Supplied records START
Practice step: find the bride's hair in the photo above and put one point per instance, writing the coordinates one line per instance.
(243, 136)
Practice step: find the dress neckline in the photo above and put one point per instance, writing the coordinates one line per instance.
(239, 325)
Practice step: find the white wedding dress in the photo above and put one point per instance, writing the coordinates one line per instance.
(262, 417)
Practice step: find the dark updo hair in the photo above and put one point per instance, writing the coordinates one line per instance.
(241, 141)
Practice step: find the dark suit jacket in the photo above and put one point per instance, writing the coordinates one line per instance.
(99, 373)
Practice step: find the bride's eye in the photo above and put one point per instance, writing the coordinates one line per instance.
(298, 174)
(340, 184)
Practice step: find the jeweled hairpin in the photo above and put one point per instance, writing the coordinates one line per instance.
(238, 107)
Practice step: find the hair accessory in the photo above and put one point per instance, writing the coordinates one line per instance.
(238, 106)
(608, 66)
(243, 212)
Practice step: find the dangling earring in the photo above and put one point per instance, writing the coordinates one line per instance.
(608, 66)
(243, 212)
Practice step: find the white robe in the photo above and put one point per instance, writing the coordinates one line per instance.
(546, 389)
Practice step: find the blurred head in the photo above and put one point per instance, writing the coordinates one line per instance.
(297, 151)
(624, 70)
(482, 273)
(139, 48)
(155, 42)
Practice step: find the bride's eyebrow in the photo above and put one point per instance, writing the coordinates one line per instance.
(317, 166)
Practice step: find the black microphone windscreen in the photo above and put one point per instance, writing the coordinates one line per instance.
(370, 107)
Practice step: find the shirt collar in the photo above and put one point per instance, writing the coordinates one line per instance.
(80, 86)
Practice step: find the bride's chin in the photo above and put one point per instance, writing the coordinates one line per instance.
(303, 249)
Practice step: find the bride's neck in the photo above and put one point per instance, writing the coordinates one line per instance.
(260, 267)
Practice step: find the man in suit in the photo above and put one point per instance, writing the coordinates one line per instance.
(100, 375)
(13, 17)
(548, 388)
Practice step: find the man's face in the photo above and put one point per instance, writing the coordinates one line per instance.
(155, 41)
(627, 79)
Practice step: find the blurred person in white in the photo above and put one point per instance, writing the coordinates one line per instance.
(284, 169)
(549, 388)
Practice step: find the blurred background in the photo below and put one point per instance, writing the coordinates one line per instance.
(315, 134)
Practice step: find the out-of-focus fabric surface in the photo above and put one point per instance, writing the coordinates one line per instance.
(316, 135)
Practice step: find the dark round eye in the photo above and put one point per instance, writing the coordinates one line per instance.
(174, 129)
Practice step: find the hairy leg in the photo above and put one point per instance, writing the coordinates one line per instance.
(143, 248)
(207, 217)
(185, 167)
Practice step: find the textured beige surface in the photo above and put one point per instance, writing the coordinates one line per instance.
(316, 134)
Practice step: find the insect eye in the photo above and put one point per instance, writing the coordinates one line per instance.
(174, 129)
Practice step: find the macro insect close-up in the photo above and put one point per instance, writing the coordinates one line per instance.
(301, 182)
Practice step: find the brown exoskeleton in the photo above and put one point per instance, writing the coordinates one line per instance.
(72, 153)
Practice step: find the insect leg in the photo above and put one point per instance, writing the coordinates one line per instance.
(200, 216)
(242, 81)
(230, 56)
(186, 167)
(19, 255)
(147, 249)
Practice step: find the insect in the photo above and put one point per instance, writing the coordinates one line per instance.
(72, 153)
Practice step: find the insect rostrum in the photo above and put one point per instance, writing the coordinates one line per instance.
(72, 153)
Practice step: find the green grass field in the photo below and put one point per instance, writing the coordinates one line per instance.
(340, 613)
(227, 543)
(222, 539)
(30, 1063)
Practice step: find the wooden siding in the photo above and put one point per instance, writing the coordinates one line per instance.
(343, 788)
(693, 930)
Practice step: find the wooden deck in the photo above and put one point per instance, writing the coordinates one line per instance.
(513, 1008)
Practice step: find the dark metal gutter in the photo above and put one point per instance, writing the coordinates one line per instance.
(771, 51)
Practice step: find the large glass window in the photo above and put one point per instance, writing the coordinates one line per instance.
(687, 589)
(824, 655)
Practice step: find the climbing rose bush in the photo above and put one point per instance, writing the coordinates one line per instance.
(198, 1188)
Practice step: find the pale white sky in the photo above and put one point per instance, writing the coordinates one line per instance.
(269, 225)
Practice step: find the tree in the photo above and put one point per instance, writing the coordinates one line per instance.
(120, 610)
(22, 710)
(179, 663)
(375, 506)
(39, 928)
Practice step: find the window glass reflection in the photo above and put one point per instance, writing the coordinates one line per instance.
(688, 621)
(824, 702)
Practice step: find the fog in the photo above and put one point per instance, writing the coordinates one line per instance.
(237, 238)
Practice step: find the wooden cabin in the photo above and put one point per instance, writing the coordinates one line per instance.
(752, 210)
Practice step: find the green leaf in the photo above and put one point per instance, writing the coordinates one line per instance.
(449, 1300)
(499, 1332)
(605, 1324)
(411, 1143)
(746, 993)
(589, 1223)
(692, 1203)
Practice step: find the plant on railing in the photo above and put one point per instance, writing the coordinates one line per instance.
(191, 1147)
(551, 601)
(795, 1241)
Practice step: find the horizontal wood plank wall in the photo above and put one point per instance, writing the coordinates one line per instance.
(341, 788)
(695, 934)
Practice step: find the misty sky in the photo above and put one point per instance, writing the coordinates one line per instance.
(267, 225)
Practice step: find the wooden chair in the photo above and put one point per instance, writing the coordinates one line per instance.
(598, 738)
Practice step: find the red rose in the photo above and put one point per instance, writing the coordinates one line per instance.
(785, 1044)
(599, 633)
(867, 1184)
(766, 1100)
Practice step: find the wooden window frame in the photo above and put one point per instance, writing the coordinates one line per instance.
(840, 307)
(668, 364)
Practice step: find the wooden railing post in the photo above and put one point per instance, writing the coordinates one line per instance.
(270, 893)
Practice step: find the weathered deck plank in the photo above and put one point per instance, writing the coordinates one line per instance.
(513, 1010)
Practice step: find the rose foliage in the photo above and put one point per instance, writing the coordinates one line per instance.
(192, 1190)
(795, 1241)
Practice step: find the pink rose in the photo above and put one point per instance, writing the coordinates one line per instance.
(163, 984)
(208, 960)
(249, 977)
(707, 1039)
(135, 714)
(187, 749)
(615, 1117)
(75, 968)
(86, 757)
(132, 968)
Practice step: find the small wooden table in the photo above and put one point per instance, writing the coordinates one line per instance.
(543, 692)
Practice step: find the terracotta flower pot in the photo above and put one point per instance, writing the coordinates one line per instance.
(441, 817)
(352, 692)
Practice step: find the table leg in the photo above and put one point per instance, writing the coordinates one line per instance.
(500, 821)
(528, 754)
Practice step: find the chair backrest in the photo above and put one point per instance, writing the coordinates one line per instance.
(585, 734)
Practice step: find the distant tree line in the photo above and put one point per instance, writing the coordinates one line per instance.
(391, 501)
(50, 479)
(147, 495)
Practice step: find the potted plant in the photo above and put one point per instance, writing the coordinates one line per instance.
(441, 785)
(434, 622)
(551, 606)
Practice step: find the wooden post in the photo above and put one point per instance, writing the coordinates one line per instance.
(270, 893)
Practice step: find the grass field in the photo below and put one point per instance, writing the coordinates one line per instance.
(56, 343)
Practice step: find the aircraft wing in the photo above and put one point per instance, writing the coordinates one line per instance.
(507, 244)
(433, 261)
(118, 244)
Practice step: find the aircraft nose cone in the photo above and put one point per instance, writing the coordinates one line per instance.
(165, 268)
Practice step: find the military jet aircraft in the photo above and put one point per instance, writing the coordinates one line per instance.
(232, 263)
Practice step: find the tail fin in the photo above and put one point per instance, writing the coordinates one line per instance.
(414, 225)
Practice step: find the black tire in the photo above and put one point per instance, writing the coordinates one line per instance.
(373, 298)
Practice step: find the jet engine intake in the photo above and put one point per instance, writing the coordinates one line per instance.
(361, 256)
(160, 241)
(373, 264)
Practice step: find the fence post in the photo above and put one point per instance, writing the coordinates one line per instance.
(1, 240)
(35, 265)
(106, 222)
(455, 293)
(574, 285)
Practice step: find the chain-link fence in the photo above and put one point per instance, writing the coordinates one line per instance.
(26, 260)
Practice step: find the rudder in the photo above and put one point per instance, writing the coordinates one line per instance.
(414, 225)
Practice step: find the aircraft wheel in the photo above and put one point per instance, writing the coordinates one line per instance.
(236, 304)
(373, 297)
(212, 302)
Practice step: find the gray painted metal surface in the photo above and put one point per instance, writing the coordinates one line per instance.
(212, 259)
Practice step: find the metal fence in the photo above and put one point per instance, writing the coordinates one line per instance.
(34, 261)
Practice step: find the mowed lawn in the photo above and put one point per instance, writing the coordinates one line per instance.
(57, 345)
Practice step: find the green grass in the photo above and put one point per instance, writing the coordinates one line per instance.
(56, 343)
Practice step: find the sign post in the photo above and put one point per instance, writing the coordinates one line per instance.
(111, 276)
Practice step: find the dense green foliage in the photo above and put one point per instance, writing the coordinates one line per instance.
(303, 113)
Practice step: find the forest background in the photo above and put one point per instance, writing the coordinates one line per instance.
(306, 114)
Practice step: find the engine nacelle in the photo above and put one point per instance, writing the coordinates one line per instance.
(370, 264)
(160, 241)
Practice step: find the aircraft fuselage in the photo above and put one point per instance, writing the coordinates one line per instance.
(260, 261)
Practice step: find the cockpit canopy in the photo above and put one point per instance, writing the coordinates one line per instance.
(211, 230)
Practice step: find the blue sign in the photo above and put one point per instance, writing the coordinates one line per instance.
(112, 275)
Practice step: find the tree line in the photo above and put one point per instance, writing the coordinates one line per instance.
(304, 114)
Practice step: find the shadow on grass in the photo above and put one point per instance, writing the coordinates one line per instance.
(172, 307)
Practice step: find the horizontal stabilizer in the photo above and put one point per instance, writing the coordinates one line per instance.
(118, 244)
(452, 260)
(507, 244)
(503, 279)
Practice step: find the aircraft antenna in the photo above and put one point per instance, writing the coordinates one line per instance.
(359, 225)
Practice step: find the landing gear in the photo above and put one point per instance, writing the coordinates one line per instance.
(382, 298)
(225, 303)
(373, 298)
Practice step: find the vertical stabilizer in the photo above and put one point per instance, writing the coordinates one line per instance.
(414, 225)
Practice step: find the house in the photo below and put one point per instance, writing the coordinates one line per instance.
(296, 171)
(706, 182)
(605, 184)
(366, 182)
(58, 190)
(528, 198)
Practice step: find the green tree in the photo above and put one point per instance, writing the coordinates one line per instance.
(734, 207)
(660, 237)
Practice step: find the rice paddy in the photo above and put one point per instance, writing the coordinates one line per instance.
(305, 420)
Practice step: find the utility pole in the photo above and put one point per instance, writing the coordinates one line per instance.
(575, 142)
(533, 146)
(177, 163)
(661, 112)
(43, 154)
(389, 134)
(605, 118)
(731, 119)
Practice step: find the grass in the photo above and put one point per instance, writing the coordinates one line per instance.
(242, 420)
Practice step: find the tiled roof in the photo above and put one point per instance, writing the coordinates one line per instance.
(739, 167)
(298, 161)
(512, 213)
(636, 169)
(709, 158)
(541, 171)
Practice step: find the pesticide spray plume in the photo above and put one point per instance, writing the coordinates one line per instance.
Supplied records END
Starting at the line that holds "Practice step: find the horizontal stabilizer", set down each line exactly through the last line of the records above, and no others.

Practice step: find the horizontal stabilizer in the photo above and put one point per instance, writing the coordinates one line per instance.
(118, 244)
(452, 260)
(507, 244)
(503, 279)
Practice step: find the aircraft antenna in the photo above and put one point per instance, writing the coordinates one line per instance.
(359, 225)
Practice step: find the landing gear in the photo above and put one point per instance, writing the coordinates one line per instance.
(382, 298)
(225, 303)
(373, 298)
Practice step: find the vertical stabilizer in the photo above and put one point per instance, writing the coordinates one line per instance.
(414, 225)
Practice step: find the house in the photo below and put one point per instance, writing the coordinates one line per instance.
(296, 171)
(706, 182)
(605, 184)
(366, 182)
(58, 190)
(528, 198)
Practice step: find the green tree in the photo above and put one point per instance, writing the coordinates one line per instance.
(734, 207)
(660, 237)
Practice step: find the rice paddy in the photo above and put one point per instance, writing the coordinates one line per instance.
(305, 420)
Practice step: find the utility pole in the photo above and put one point per instance, writing the coordinates one line per instance.
(575, 142)
(533, 146)
(177, 163)
(661, 112)
(43, 154)
(389, 134)
(605, 118)
(731, 119)
Practice step: find the grass in the photo above and put one point per instance, writing the coordinates one line per instance.
(242, 420)
Practice step: find the tiled roof in the photo above and put one point per instance, writing the coordinates one line per instance.
(739, 167)
(298, 161)
(512, 213)
(636, 169)
(709, 158)
(541, 171)
Practice step: find the pesticide spray plume in the photo above and put one point per instance, writing the coordinates one line per instance.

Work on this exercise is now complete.